GIVEN TEXT:

# getting a dehydrator/jerky maker today



## kathylcsw (Jul 31, 2011)

What is good to put in it? Although my dogs eat a raw diet I still give them treats that have other ingredinets. I am hoping to make healthier treats this way. My thought was that chicken gizzards might be good to dehydrate. Any thoughts? What do I use to make jerky treats? Any ideas are much appreciated.


----------



## Nana52 (Apr 28, 2012)

I've dehydrated gizzards for my dogs. They love them (but then they love most everything). Sometimes I dehydrate thin slices of chicken breast/tenderloins. Sometimes I'll cut a sweet potato (you probably don't feed veggies .... I don't feed much but do use for treats occasionally) into "fries" and dehydrate by themselves or wrap then with a really, really thin slice of chicken. Also make dehydrate livers bits.


----------



## kathylcsw (Jul 31, 2011)

I am not totally opposed to giving them some fruits and veggies. I sometimes put berries or bits of banana in their Kongs. So the sweet potato suggestion is a good one.


----------



## Nana52 (Apr 28, 2012)

Another thing I USED to do but decided it was too much effort (not that I mind "working" for the dogs) ... I would mix ground meat, usually turkey, with finely diced/pulvarized veggies, then use an extruder (is that the right word) to make strips for dehydrating. Like I said, that's a lot of effort, especially cleaning the extruder afterwards, and they're just as happy with the plain meat strips or plain veggie/fruit dehydrated. Or raw. Or cooked. Finicky they are not.


----------



## kathylcsw (Jul 31, 2011)

I was wondering if I could use ground meat. What is an extruder? Can I just pound the ground meat into strips to make jerkey?

INFORMATION PROVIDED:
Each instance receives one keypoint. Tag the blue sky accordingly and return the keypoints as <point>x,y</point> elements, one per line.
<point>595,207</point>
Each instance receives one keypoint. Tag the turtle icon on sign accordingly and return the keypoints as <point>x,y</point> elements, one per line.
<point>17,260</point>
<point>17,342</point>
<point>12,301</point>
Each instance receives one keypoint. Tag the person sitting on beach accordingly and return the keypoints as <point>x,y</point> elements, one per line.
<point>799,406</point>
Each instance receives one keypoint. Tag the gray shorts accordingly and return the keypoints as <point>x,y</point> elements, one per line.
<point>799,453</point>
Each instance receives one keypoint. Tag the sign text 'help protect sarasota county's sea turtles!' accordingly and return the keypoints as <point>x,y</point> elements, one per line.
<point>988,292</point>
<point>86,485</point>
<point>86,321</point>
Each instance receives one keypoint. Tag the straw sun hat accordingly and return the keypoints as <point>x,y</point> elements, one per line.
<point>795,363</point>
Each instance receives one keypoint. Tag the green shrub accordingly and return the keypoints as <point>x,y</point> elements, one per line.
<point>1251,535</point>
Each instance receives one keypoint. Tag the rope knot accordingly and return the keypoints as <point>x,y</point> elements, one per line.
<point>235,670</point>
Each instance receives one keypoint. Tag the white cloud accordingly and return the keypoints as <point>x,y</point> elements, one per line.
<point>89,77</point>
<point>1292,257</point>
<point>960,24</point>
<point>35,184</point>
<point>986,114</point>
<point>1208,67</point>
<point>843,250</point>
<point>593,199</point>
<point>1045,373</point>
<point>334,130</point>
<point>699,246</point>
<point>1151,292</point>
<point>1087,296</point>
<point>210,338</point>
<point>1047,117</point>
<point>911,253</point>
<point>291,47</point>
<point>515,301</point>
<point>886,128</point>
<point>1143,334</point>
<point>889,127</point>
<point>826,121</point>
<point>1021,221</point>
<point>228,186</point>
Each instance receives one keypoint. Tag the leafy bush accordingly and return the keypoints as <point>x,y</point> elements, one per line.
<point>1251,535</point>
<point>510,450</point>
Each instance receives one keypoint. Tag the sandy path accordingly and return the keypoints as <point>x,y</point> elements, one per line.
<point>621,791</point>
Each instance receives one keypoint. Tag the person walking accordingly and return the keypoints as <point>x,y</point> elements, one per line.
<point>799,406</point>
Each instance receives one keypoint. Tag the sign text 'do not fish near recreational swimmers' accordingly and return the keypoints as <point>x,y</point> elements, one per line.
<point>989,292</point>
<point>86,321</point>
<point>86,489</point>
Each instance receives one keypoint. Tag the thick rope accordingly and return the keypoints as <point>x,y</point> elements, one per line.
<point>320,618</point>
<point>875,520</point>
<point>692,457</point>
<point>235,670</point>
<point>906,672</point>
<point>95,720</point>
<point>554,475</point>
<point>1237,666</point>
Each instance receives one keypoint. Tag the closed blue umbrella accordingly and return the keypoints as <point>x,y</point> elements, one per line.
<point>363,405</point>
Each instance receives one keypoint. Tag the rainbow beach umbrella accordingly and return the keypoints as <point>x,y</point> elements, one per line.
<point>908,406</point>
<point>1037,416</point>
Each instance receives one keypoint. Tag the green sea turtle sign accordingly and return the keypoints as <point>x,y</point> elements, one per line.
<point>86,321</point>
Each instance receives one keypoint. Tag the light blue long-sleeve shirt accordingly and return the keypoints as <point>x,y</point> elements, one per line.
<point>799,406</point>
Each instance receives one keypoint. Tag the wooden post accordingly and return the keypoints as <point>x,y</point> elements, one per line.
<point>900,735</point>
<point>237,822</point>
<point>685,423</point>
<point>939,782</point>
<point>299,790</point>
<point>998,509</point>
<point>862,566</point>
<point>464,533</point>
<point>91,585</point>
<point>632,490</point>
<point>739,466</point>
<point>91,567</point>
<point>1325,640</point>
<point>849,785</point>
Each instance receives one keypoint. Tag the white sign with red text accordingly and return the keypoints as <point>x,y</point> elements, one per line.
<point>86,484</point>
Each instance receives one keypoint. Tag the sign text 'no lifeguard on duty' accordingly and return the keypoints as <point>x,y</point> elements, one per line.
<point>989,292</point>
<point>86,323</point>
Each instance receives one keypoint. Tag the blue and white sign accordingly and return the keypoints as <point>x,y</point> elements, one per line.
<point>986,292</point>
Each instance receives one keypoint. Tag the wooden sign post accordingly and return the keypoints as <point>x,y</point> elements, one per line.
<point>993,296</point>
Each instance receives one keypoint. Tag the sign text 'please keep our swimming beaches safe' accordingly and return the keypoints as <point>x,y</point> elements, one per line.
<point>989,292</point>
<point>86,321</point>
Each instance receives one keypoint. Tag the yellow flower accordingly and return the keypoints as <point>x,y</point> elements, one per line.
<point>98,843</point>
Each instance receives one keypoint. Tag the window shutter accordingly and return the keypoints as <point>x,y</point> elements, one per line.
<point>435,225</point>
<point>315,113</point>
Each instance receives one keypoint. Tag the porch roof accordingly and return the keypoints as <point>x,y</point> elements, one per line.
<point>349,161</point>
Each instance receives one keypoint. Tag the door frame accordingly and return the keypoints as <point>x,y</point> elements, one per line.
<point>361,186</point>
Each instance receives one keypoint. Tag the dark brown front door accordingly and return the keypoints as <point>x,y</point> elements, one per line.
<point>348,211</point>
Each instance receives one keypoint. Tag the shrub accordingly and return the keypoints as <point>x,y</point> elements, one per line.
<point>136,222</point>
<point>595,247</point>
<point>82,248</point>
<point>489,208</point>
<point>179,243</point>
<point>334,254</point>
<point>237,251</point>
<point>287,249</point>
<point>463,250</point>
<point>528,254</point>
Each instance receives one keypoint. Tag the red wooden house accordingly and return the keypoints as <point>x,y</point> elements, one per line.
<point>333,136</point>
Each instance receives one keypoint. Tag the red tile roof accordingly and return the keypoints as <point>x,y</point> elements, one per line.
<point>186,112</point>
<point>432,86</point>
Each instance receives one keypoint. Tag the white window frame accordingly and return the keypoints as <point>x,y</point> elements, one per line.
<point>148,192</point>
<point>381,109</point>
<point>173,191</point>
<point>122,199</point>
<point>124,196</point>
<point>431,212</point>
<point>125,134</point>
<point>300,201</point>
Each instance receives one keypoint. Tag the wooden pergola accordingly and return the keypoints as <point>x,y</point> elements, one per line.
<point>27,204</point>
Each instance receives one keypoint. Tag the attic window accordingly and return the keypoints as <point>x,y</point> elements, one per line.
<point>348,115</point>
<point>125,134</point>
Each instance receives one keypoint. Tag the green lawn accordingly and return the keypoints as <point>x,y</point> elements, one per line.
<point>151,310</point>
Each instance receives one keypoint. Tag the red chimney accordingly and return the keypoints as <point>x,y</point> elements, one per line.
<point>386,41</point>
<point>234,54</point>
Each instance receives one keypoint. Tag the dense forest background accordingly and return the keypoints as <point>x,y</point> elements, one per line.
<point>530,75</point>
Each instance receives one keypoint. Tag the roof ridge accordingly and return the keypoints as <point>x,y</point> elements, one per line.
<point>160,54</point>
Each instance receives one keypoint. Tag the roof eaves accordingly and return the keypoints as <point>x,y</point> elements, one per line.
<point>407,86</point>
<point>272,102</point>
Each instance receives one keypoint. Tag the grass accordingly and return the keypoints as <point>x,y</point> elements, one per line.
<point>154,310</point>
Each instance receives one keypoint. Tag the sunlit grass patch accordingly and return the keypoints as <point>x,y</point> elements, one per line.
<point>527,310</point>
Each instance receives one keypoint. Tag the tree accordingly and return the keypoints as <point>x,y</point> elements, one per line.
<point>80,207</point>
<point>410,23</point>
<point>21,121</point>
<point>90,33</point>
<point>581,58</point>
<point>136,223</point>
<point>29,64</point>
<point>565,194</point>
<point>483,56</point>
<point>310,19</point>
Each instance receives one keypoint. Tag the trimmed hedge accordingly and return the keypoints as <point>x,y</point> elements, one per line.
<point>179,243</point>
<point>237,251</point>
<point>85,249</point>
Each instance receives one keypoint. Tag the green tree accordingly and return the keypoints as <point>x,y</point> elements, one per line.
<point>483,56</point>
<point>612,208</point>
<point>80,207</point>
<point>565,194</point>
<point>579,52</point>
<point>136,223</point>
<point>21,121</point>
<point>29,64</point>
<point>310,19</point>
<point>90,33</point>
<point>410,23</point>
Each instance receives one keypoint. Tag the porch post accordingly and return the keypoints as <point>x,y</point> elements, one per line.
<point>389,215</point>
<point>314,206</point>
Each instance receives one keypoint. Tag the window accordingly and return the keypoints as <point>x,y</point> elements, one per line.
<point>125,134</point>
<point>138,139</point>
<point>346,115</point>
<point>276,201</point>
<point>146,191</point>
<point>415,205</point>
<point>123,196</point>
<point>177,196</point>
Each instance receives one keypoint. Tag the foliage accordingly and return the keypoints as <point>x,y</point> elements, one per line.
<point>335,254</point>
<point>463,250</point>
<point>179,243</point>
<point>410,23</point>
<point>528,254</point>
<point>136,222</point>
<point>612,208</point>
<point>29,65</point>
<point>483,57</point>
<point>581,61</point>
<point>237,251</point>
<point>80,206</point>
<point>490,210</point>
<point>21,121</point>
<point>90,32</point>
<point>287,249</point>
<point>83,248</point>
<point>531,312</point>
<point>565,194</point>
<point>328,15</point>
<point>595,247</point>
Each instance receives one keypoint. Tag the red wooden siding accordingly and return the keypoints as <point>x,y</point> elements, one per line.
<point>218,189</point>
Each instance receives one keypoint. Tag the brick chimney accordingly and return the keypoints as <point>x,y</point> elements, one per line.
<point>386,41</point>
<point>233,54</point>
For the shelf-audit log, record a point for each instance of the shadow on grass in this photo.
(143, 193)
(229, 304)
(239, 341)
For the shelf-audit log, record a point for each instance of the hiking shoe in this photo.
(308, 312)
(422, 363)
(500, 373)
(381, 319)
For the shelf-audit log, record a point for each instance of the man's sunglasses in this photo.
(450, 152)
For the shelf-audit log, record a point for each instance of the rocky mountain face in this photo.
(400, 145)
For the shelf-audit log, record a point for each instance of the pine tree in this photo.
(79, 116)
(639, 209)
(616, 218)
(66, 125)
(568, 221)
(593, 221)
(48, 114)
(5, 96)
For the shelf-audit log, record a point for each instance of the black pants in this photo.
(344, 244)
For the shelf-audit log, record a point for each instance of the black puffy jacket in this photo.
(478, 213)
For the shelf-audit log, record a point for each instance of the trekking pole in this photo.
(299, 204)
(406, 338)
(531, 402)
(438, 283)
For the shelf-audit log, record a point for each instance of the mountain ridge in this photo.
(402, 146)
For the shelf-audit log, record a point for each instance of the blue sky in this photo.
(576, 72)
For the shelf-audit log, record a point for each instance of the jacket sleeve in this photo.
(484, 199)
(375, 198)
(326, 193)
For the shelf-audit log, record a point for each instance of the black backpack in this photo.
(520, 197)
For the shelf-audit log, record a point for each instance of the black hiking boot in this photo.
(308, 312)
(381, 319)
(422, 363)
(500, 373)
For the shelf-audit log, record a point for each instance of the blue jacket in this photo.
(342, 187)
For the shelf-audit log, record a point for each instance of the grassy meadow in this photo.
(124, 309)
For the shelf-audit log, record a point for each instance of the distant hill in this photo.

DIRECTIONS: Pick up the forum thread on homemade dehydrated dog treats and continue it from where it stops. The entries are not needed for what comes next.

OUTPUT FOR THIS TASK:
----------



## Nana52 (Apr 28, 2012)

kathylcsw said:


> I was wondering if I could use ground meat. What is an extruder? Can I just pound the ground meat into strips to make jerkey?


The extruder is the thingy (technical term) that you put the meat mixture in, and using different tips, you pull a trigger and extrude the meat into flat "ribbons" or thin ropes or whatever. Sorry I'm not doing a good job of describing. Have you ever seen one of those ... oh, wait, what am I thinking?!? Here's a link.

Nesco BJX-5 American Harvest Jumbo Jerky Works Kit: Amazon.com: Kitchen & Dining

You can certainly something similar without the thingy :tongue: You could hand roll it into rope shapes or do meatball and mash them flat. The "flatter" the item, the faster it dehydrates, but really you could do pretty much anything you want.


----------



## SaharaNight Boxers (Jun 28, 2011)

I've seen a lot of venison jerky for dogs. Maybe that would be an idea?


----------



## Sprocket (Oct 4, 2011)

I just made lung treats! They turned into the most perfect natural healthy training treats


----------



## kathylcsw (Jul 31, 2011)

SaharaNight Boxers said:


> I've seen a lot of venison jerky for dogs. Maybe that would be an idea?



They have eaten all the vension I got last year so I have to wait until hunting season again. Then I probably will try vension jerky.


----------



## kathylcsw (Jul 31, 2011)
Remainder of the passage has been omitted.